The first observation that I would make is the critical importance of recruiting experienced candidates. If Rick Hill, a former U.S. Congressman with considerable fundraising abilities and proven campaign experience, is in a nailbiter when running against a sitting Democratic Attorney General in the governor's race -- how well would someone with lesser experience have fared?
The same goes for our other major races: it will, for instance, probably have made all the difference to have someone of the manifest talents of Steve Daines, who was also battle-tested as Roy Brown's running mate in a governor's race in a tough year for Republicans back in 2008. Tim Fox has a decent shot at being the first Republican AG since Marc Racicot in no small part because of the experience he gained in his last run at that office 4 years ago. Ditto for Brad Johnson in the Secretary of State race. Likewise, unseating an incumbent U.S. Senator is such a difficult task that one doubts anyone without Denny Rehberg's experience would have a shot at it.
Granted, previous experience gives a larger target to shoot at, especially if someone has a voting record. Being a blank slate gave Jon Tester a big advantage in 2006, after the savaging that Conrad Burns sustained at the hands of Montana's press. But that is a special situation -- usually, the most salient feature about inexperienced candidates is that they are, well, inexperienced.
A related thought is that the Republican Party in Montana needs to pay greater attention to grooming high quality candidates and encouraging them to run for our various "lesser" state-wide offices. There is just no substitute for having been through the challenges of having run state-wide at least once (preferably successfully) when making a run at the major offices of U.S. Congressman, U.S. Senate, and governor. Republicans in the legislature should also take this into consideration when electing people to leadership positions -- those who seem to have the right stuff (and desire) for seeking higher office should be given some preference. It gives them a chance for more name recognition and for seeing how they deal with pressure and attention (both positive and negative.)
A special recruitment effort needs to go into finding which of our state's few conservative Republican attorneys can be persuaded to get the political bug. Republicans have a chronic problem with competing in the Attorney General race for this very reason. It is just difficult to take someone with no prior political experience or involvement and have them run a successful state-wide race for that position. Ditto for the Supreme Court. (Yes, I know that in theory, that is a non-partisan race, but how many lawyers with conservative judicial philosophies are going to be Democrats?)

--- DATASET ENTRIES ---
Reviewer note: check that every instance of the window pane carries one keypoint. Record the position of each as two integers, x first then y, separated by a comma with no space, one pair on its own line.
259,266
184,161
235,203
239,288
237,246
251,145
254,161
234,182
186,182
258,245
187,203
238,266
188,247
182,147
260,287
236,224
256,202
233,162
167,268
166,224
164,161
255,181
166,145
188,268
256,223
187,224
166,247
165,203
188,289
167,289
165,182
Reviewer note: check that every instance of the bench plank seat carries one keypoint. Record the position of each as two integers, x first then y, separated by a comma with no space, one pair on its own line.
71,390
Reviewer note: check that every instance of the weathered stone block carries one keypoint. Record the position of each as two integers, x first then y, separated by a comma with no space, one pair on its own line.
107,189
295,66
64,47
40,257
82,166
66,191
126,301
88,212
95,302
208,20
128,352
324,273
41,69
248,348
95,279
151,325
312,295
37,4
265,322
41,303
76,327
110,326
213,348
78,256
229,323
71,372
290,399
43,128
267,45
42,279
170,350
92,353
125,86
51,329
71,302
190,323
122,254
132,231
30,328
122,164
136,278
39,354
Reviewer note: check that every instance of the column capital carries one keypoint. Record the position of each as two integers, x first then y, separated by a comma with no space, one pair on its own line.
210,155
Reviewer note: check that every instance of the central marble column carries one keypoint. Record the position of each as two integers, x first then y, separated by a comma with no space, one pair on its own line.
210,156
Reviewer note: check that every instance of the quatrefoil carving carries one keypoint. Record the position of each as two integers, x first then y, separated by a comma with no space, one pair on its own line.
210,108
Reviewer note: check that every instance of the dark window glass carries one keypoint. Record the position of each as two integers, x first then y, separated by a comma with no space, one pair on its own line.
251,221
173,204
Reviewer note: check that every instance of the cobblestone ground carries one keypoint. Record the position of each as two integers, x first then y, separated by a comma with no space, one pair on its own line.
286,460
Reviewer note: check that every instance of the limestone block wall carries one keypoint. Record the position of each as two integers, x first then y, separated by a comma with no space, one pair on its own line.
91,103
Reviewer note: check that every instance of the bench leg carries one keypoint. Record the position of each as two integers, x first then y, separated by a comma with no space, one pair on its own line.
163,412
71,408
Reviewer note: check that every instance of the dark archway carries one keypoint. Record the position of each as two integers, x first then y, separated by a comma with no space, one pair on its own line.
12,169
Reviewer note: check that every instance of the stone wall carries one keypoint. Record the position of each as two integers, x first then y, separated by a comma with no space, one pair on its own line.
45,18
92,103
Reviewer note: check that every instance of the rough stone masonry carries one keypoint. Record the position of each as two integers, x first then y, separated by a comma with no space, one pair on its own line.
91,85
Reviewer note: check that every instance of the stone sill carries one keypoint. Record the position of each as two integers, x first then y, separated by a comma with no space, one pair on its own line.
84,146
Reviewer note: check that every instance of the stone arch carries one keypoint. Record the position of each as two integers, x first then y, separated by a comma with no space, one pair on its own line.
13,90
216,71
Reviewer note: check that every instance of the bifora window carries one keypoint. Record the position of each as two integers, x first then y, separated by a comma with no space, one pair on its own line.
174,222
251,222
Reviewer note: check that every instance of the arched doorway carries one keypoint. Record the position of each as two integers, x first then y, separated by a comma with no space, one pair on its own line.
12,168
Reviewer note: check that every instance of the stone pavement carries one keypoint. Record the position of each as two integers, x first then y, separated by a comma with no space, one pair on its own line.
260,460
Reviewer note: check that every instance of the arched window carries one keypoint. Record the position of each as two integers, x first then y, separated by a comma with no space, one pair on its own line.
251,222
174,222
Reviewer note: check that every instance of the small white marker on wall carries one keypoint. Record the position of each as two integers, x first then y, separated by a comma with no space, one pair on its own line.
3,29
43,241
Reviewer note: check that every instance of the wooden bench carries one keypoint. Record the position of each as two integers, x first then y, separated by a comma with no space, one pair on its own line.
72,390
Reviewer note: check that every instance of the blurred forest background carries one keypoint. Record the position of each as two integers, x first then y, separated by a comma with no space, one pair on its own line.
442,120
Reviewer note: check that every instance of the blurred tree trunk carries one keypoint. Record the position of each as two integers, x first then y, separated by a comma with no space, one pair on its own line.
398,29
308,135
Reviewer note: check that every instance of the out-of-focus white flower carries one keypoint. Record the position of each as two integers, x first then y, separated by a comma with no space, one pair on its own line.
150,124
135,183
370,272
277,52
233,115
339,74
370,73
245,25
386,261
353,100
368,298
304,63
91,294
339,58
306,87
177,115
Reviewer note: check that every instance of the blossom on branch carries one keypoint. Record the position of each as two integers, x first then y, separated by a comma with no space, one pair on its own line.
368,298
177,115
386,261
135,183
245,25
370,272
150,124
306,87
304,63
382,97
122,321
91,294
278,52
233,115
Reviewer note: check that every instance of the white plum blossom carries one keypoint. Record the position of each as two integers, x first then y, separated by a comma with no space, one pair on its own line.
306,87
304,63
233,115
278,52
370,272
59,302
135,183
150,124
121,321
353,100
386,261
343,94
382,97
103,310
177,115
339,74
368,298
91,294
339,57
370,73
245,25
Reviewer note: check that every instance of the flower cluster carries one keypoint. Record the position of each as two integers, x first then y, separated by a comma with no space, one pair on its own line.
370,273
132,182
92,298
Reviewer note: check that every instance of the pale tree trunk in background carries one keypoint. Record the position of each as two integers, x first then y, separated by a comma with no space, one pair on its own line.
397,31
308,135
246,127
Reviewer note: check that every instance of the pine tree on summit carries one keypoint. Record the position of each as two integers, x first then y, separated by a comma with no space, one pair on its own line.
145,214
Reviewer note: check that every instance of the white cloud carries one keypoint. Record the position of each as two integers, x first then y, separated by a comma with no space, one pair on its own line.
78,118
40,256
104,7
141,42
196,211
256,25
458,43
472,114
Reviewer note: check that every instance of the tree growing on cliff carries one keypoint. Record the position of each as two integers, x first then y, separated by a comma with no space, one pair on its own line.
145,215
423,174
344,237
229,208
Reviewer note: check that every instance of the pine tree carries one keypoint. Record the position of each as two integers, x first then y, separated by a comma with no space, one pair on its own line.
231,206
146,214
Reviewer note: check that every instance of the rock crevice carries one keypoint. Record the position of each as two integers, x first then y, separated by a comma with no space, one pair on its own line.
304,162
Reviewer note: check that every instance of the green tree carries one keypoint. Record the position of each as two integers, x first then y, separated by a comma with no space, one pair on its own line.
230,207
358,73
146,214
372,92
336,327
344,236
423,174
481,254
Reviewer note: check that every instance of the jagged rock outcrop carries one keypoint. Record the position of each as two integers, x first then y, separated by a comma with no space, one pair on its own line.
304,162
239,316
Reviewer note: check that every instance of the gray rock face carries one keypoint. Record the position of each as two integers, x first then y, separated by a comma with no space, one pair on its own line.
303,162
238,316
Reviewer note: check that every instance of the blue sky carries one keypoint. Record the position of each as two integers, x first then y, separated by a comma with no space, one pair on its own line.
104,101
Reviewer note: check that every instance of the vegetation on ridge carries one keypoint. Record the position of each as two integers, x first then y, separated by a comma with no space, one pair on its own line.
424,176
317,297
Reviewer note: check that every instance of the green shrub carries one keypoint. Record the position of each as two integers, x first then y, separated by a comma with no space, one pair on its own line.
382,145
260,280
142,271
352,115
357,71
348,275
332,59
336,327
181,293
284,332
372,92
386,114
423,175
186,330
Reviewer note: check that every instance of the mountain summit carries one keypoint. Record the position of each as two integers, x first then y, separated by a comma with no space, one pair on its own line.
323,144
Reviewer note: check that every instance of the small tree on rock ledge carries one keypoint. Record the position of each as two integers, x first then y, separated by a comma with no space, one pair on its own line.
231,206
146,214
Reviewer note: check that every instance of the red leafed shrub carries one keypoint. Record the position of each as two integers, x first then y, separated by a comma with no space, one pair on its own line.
...
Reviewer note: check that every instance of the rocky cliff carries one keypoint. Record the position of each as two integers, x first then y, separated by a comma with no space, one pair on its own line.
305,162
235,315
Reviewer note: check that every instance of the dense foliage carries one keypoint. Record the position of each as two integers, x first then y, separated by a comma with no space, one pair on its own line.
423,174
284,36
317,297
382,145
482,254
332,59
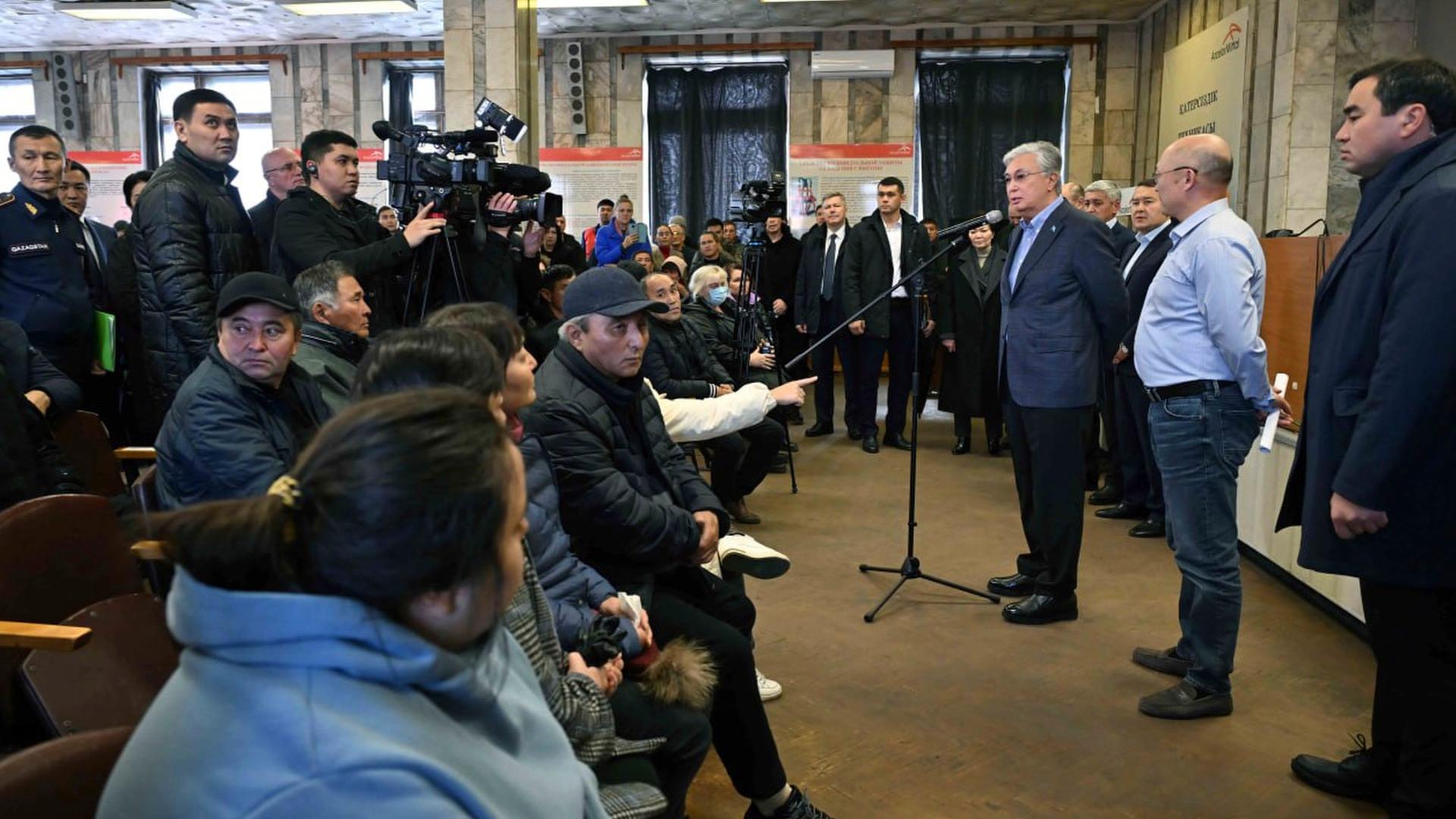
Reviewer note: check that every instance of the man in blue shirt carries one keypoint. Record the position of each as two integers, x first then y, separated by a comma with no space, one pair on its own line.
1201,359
==
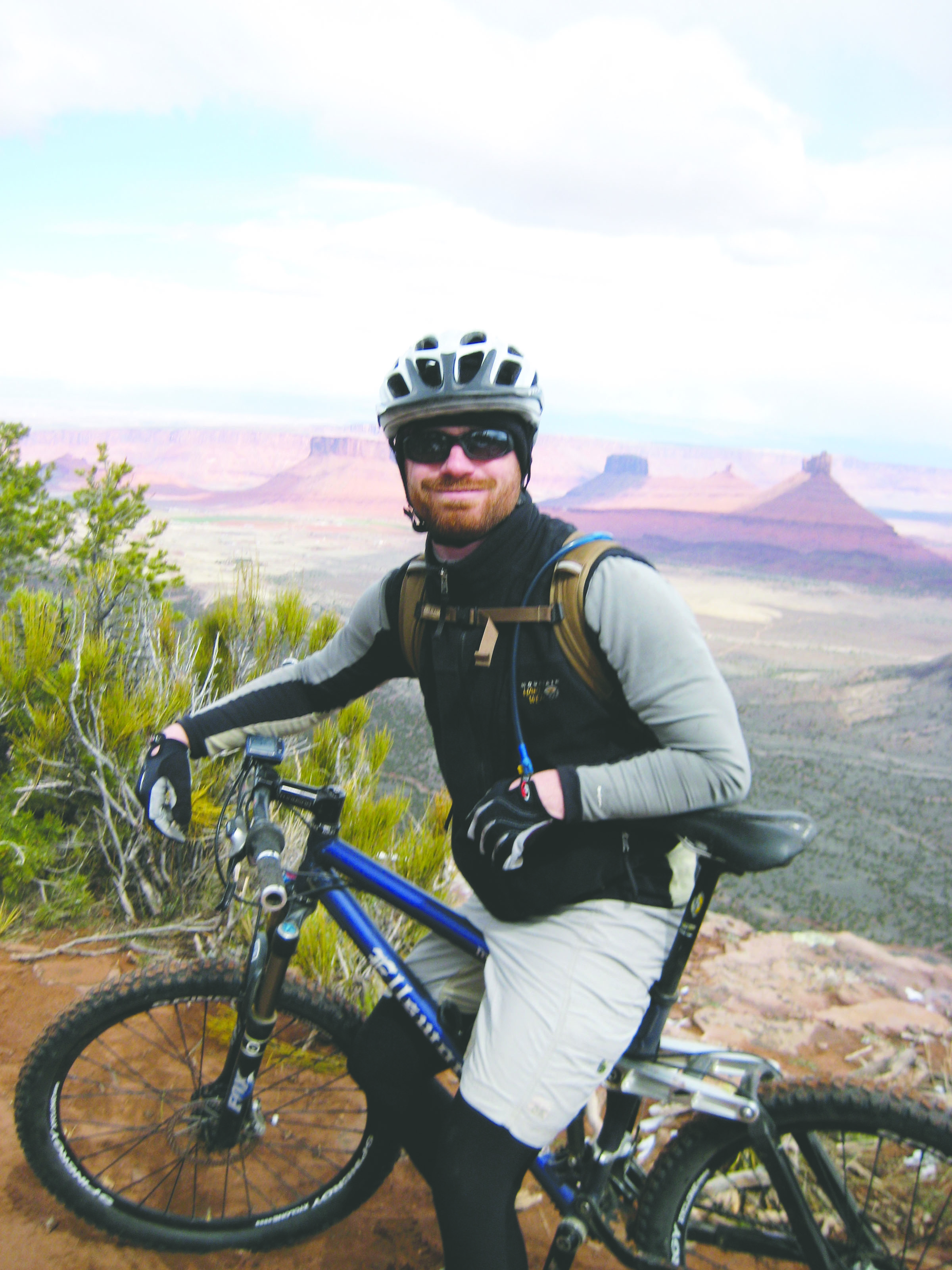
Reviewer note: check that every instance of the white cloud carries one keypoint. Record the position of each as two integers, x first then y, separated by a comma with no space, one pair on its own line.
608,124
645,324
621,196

--- TASK DIRECTIONS ---
In the passage on recruiting Montana Republican candidates, whose running mate was Steve Daines in the 2008 governor's race? The rows come from a different source than the passage.

--- SOLUTION TO THIS TASK ---
Roy Brown's.